*Coordinate labeling data*:

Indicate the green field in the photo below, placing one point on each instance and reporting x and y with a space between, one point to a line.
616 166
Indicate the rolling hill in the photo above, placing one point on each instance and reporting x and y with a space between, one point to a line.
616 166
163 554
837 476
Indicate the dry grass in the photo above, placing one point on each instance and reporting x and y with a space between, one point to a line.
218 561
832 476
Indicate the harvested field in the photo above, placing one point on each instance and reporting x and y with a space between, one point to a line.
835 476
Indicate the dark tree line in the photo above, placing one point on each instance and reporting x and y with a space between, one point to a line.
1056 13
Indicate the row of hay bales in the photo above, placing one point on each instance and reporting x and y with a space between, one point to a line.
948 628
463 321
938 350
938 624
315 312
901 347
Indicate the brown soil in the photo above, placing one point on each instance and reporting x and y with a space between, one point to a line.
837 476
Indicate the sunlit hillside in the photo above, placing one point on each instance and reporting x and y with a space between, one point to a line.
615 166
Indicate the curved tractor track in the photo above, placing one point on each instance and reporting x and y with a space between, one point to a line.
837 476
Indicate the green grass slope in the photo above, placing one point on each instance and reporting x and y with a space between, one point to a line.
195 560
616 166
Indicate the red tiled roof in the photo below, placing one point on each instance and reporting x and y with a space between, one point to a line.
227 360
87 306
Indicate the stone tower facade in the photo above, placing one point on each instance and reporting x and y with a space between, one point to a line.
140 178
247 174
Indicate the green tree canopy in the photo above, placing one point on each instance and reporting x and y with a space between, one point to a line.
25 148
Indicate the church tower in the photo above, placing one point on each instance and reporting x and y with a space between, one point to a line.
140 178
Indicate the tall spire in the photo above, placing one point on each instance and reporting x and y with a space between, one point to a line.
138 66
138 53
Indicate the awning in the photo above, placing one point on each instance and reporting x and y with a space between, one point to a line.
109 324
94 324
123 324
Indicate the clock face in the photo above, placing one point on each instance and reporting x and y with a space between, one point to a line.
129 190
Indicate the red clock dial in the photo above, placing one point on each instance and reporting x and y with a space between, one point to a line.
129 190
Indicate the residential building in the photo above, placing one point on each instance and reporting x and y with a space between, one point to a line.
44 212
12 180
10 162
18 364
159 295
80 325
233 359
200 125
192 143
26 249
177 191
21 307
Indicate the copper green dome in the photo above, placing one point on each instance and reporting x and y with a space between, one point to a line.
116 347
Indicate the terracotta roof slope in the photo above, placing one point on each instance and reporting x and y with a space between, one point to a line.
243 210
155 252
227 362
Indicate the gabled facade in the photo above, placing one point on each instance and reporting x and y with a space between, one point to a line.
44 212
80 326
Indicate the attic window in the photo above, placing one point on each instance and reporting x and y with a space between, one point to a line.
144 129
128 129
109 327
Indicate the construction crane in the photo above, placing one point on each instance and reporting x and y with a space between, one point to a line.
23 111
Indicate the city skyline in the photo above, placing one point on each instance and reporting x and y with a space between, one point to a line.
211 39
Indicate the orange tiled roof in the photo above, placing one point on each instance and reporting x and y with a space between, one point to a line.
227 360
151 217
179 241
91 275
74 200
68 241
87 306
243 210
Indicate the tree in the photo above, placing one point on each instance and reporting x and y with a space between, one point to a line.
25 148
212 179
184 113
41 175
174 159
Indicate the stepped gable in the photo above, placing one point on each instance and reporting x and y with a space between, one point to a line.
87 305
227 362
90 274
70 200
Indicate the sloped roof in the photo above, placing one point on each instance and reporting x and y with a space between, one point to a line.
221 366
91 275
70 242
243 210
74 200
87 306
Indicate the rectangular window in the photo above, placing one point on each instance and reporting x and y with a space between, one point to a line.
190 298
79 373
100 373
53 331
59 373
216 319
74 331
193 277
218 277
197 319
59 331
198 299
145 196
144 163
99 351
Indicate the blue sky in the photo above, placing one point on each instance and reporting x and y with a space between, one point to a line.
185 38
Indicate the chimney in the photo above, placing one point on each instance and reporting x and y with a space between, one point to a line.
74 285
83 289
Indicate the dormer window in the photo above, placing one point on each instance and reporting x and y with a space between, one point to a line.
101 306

*What the task asks*:
Reproduce exactly the line containing "Indicate the tree" and every line after it through the end of the records above, and nothing else.

*Complete answer*:
Indicate the tree in the photo above, placing one point on each instance and reporting x and y with a space between, one point to a line.
25 148
212 179
184 113
41 175
174 159
Indicate the stepped gable in the photo above, placing one point on each instance and reporting x and y with a space between, one point to a line.
87 305
227 362
90 274
70 200
Indicate the sloped roof in the photo above, placing one point on each instance and reporting x and y with a space between, one point to a line.
221 366
91 275
70 242
243 210
74 200
87 306
Indicate the rectangular window in the photo above, placing one point on each instance and reporting x and y with a space between, one point to a line.
190 298
79 373
100 373
53 331
59 373
216 319
74 331
193 277
218 277
197 319
59 331
198 299
145 196
144 163
99 351
Indicate the blue sky in the photo above, placing one point on each instance and reporting x and y with a space between, one point to a line.
185 38
Indicate the chimney in the photo above, placing one point on each instance and reporting x and y with a space between, one point to a line.
74 285
83 289
Indicate the dormer window in the photo above, placing one point on each instance and reporting x and y with a space between, one point to a line.
101 306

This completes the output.